**Selected extract**
┌──
Mapping of Kendall's tau and copula parameter

Description

Bivariate copulas: mapping of Kendall's tau and copula parameter.

Usage

par2tau(copulaname, cpar)
tau2par(copulaname, tau)

Arguments

copulaname

Choices are “bvn” for BVN, “bvt\nu” with \nu = \{1, \ldots, 9\} degrees of freedom for t-copula, “frk” for Frank, “gum” for Gumbel, “rgum” for reflected Gumbel, “1rgum” for 1-reflected Gumbel, “2rgum” for 2-reflected Gumbel, “joe” for Joe, “rjoe” for reflected Joe, “1rjoe” for 1-reflected Joe, “2rjoe” for 2-reflected Joe, “BB1” for BB1, “rBB1” for reflected BB1, “BB7” for BB7, “rBB7” for reflected BB7, “BB8” for BB8, “rBB8” for reflected BB8, “BB10” for BB10, “rBB10” for reflected BB10.

cpar

Copula parameter(s).

tau

Kendall's tau.

Value

Kendall's tau or copula parameter.

References

Joe H (1997) Multivariate Models and Dependence Concepts. Chapman & Hall, London.

Joe H (2014) Dependence Modeling with Copulas. Chapman & Hall, London.

Joe H (2014) CopulaModel: Dependence Modeling with Copulas. Software for book: Dependence Modeling with Copulas, Chapman & Hall, London 2014.

Examples



# 1-param copulas
#BVN copula
cpar.bvn = tau2par("bvn", 0.5)
tau.bvn = par2tau("bvn", cpar.bvn)

#Frank copula
cpar.frk = tau2par("frk", 0.5)
tau.frk = par2tau("frk", cpar.frk)

#Gumbel copula
cpar.gum = tau2par("gum", 0.5)
tau.gum = par2tau("gum", cpar.gum)

#Joe copula
cpar.joe = tau2par("joe", 0.5)
tau.joe = par2tau("joe", cpar.joe)

# 2-param copulas
#BB1 copula
tau.bb1 = par2tau("bb1", c(0.5,1.5))

#BB7 copula
tau.bb7 = par2tau("bb7", c(1.5,1))

#BB8 copula
tau.bb8 = par2tau("bb8", c(3,0.8))

#BB10 copula
tau.bb10 = par2tau("bb10", c(3,0.8))

Maximum likelhood estimation of factor copula models for mixed data

Description

We use a two-stage etimation approach toward the estimation of factor copula models for mixed continuous and discrete data.

Usage

mle1factor(continuous, ordinal, count, copF1, gl, hessian, print.level)
mle2factor(continuous, ordinal, count, copF1, copF2, gl, hessian, print.level)
└──
**Try it**
Write the next part of the copula documentation above, starting after the mle2factor usage line.

**Entries supplied**
┌──
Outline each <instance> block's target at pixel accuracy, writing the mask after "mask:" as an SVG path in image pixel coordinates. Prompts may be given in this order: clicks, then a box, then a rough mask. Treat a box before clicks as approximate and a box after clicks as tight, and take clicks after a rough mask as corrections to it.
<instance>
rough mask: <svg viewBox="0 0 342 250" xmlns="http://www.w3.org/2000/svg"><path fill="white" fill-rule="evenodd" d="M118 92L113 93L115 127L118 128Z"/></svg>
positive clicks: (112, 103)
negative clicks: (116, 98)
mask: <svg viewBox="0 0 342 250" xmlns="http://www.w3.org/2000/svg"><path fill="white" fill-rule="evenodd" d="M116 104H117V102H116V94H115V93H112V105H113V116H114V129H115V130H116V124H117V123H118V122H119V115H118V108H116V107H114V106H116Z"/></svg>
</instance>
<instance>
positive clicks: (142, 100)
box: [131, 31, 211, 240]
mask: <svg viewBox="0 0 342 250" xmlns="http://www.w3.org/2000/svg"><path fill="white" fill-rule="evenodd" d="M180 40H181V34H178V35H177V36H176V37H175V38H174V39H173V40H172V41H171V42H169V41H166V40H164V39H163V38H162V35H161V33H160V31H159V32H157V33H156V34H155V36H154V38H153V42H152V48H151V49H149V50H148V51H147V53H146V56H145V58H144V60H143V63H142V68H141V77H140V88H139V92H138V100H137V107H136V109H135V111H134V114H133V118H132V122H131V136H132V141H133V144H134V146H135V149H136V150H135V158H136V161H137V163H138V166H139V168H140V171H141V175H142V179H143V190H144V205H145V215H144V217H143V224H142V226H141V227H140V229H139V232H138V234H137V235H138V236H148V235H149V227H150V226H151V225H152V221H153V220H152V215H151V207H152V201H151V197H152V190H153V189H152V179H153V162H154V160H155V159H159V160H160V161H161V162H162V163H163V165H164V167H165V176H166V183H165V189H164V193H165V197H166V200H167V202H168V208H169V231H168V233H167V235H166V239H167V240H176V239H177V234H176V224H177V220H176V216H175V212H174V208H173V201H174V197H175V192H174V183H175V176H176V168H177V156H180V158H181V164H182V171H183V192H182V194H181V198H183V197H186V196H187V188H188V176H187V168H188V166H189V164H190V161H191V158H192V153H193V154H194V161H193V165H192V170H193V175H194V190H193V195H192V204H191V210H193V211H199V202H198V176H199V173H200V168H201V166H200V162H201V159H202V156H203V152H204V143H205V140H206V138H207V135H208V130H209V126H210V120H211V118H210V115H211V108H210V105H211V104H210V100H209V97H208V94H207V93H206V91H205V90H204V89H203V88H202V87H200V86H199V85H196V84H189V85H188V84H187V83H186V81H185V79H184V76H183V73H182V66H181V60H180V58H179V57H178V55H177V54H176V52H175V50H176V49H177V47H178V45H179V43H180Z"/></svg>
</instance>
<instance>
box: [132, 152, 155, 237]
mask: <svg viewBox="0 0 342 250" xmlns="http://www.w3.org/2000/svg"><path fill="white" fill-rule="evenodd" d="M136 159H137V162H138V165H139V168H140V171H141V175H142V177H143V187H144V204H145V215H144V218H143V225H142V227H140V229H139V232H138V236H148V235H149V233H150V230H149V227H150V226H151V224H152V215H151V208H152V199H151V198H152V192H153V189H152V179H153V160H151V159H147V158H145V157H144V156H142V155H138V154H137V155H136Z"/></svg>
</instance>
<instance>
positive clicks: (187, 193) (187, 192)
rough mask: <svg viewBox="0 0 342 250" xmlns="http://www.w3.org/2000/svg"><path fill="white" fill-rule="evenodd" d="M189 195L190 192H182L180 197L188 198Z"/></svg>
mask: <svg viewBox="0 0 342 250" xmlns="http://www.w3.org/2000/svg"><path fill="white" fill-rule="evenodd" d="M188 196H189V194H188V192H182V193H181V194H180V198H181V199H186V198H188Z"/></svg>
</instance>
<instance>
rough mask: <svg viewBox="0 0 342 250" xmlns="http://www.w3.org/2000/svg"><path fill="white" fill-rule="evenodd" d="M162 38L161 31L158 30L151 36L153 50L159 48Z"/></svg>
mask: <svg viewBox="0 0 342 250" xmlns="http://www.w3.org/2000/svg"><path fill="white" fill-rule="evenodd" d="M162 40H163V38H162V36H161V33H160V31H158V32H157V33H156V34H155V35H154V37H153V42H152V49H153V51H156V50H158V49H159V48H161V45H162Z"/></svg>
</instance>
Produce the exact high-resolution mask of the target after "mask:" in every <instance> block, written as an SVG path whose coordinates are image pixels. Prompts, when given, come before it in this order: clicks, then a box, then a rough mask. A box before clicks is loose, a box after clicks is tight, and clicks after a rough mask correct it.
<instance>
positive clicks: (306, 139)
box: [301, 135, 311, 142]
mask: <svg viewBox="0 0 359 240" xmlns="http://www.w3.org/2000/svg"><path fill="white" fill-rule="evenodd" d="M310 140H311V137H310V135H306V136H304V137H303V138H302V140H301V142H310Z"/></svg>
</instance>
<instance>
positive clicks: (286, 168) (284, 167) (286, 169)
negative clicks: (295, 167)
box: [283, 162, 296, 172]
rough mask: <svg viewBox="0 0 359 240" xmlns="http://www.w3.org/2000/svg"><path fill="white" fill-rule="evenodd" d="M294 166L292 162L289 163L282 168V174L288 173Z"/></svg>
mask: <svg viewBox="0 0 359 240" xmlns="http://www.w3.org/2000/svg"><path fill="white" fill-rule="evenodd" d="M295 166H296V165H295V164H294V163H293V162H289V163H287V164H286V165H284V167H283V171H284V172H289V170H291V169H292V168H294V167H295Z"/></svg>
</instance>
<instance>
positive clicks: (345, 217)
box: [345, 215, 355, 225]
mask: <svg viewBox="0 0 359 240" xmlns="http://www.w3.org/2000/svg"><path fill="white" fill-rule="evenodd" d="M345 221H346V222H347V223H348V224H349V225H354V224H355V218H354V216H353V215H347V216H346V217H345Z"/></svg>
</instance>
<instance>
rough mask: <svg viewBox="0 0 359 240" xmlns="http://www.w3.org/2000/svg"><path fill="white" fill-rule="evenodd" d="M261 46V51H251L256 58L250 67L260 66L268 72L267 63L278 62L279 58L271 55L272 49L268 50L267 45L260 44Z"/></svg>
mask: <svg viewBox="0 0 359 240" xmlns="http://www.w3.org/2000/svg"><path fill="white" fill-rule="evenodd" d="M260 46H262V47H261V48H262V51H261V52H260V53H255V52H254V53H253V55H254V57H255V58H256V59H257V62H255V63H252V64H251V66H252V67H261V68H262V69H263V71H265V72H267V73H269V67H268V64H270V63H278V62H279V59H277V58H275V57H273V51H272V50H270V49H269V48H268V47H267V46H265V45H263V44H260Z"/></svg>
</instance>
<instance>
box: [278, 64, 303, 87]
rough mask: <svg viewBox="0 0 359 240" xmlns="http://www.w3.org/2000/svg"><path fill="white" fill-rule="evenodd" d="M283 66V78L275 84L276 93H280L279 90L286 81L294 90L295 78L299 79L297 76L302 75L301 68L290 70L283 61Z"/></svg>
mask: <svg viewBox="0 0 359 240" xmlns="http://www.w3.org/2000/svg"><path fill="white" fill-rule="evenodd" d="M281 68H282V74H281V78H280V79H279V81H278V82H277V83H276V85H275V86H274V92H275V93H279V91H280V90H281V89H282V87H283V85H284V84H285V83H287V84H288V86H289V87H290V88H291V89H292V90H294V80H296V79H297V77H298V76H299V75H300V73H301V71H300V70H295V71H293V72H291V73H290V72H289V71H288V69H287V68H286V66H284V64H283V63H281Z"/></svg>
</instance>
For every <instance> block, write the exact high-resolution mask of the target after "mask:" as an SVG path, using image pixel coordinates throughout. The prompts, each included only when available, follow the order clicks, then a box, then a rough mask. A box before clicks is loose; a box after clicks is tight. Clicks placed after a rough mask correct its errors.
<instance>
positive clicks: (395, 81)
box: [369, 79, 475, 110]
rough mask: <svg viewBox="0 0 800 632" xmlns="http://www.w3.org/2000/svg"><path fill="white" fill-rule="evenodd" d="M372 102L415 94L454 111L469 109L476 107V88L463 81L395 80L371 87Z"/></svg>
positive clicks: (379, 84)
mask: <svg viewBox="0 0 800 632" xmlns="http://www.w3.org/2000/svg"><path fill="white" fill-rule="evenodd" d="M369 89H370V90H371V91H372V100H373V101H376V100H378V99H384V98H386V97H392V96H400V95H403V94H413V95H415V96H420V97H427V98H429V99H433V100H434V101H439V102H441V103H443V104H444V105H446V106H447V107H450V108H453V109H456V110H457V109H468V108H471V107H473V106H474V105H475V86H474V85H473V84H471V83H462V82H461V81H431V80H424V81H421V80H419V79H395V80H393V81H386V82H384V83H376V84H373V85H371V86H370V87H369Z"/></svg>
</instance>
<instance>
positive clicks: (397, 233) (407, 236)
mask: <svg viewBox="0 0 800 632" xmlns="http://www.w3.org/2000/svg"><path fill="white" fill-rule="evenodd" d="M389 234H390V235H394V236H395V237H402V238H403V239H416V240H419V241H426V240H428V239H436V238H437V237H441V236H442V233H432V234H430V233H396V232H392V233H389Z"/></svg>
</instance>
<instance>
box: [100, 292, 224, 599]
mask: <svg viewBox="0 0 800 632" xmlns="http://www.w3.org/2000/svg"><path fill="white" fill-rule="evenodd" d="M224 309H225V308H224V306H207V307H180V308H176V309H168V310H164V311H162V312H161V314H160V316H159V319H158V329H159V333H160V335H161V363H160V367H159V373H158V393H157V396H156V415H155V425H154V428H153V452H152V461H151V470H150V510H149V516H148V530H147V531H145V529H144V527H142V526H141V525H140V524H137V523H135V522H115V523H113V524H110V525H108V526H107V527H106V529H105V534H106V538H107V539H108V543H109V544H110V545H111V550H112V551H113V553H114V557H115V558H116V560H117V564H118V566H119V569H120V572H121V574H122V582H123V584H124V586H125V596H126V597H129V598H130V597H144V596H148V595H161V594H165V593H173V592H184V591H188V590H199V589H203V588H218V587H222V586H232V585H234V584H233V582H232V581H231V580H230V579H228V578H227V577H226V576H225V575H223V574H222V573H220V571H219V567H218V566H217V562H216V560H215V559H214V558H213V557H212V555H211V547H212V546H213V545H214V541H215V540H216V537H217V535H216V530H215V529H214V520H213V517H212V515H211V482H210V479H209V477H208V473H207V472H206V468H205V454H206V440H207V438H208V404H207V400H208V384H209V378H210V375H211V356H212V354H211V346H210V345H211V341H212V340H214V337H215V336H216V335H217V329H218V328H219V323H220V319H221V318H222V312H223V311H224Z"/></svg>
└──
**Answer**
mle2factor.bvn(continuous, ordinal, count, copF1, copF2, gl, SpC, print.level)

Arguments

continuous

n \times d_1 matrix with the continuous reponse data, where n and d_1 is the number of observations and continous variables, respectively.

ordinal

n \times d_2 matrix with the ordinal reponse data, where n and d_2 is the number of observations and ordinal variables, respectively.

count

n \times d_3 matrix with the count reponse data, where n and d_3 is the number of observations and count variables, respectively.

copF1

(d_1+d_2+d_3)-vector with the names of bivariate copulas that link the each of the oberved variabels with the 1st factor. Choices are “bvn” for BVN, “bvt\nu” with \nu = \{1, \ldots, 9\} degrees of freedom for t-copula, “frk” for Frank, “gum” for Gumbel, “rgum” for reflected Gumbel, “1rgum” for 1-reflected Gumbel, “2rgum” for 2-reflected Gumbel, “joe” for Joe, “rjoe” for reflected Joe, “1rjoe” for 1-reflected Joe, “2rjoe” for 2-reflected Joe, “BB1” for BB1, “rBB1” for reflected BB1, “BB7” for BB7, “rBB7” for reflected BB7, “BB8” for BB8, “rBB8” for reflected BB8, “BB10” for BB10, “rBB10” for reflected BB10.

copF2

(d_1+d_2+d_3)-vector with the names of bivariate copulas that link the each of the oberved variabels with the 2nd factor. Choices are “bvn” for BVN, “bvt\nu” with \nu = \{1, \ldots, 9\} degrees of freedom for t-copula, “frk” for Frank, “gum” for Gumbel, “rgum” for reflected Gumbel, “1rgum” for 1-reflected Gumbel, “2rgum” for 2-reflected Gumbel, “joe” for Joe, “rjoe” for reflected Joe, “1rjoe” for 1-reflected Joe, “2rjoe” for 2-reflected Joe, “BB1” for BB1, “rBB1” for reflected BB1, “BB7” for BB7, “rBB7” for reflected BB7, “BB8” for BB8, “rBB8” for reflected BB8, “BB10” for BB10, “rBB10” for reflected BB10.

gl

Gauss legendre quardrature nodes and weights.

SpC

hessian

If TRUE, the hessian of the negative log-likelihood is calculated during the minimization process.

print.level

Determines the level of printing which is done during the minimization process; same as in nlm.

Details

Estimation is achieved by maximizing the joint log-likelihood over the copula parameters with the univariate parameters/distributions fixed as estimated at the first step of the proposed two-step estimation approach.

Value

A list containing the following components:

cutpoints

The estimated univariate cutpoints.

negbinest

The estimated univariate parametes for the count responses (fitting the negative binomial distribution).

loglik

The maximized joint log-likelihood.

cpar

Estimated copula parameters in a list form.

taus

The estimated copula parameters in Kendall's tau scale.

SEs

The SEs of the Kendall's tau estimates.

Author(s)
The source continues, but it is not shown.